◆ Directions ◆
Filter the lines below and copy each one that contains the word "orange".

=== Extracted material ===

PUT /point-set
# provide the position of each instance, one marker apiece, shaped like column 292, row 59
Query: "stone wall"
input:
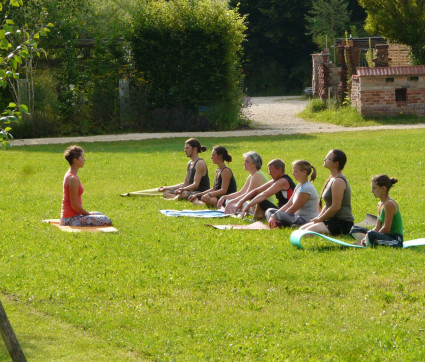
column 376, row 95
column 399, row 54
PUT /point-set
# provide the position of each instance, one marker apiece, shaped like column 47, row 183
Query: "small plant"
column 316, row 105
column 370, row 55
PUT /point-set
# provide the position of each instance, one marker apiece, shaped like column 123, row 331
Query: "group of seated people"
column 297, row 205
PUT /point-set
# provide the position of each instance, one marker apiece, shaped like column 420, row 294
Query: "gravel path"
column 270, row 116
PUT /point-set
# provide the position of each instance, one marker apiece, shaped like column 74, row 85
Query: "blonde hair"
column 304, row 165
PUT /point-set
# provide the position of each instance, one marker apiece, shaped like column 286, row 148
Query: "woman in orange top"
column 73, row 213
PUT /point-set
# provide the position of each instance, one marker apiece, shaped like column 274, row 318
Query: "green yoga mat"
column 149, row 192
column 297, row 235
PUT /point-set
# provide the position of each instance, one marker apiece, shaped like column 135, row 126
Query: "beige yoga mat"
column 78, row 229
column 258, row 225
column 149, row 192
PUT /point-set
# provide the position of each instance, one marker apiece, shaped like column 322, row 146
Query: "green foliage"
column 345, row 115
column 17, row 44
column 172, row 288
column 327, row 18
column 398, row 21
column 277, row 49
column 316, row 105
column 189, row 53
column 370, row 55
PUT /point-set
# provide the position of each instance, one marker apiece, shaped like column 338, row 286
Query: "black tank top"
column 204, row 184
column 283, row 196
column 232, row 184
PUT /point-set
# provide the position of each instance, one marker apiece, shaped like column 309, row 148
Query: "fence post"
column 9, row 338
column 124, row 94
column 22, row 85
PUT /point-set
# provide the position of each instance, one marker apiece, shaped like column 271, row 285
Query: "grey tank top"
column 344, row 213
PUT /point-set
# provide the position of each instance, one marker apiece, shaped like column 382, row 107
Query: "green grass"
column 172, row 288
column 317, row 111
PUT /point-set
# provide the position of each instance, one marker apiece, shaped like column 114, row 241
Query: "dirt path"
column 270, row 116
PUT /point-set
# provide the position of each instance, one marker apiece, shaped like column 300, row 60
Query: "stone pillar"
column 381, row 56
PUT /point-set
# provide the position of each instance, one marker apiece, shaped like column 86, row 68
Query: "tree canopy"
column 400, row 21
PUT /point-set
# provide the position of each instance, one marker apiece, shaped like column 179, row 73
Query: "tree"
column 401, row 21
column 189, row 53
column 17, row 45
column 277, row 50
column 327, row 20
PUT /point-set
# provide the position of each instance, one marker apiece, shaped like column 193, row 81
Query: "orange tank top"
column 67, row 210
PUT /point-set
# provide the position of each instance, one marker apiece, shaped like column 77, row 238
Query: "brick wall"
column 376, row 95
column 399, row 54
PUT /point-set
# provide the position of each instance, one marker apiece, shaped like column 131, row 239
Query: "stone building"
column 389, row 91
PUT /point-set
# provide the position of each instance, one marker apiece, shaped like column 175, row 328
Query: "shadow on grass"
column 159, row 145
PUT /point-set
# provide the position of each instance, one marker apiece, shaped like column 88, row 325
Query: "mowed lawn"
column 172, row 288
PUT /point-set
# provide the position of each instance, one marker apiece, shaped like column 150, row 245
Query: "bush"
column 189, row 53
column 316, row 105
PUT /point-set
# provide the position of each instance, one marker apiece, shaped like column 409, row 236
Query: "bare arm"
column 296, row 202
column 73, row 185
column 226, row 175
column 235, row 195
column 390, row 208
column 281, row 184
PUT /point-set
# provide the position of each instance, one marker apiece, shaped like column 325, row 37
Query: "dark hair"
column 304, row 165
column 340, row 157
column 221, row 151
column 384, row 180
column 277, row 163
column 72, row 152
column 193, row 142
column 255, row 157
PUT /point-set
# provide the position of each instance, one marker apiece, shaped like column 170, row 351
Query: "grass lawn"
column 350, row 117
column 172, row 288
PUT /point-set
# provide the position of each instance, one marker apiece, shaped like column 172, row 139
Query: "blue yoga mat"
column 194, row 213
column 296, row 236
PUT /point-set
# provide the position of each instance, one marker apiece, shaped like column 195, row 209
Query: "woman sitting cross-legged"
column 389, row 226
column 196, row 179
column 304, row 202
column 336, row 217
column 72, row 212
column 256, row 178
column 224, row 181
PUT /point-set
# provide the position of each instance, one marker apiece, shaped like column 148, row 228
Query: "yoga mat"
column 258, row 225
column 414, row 242
column 194, row 213
column 149, row 192
column 78, row 229
column 296, row 236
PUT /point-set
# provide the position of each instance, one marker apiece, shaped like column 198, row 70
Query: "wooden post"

===

◆ Task response ◆
Query: "woman in orange top"
Query: "orange tank top"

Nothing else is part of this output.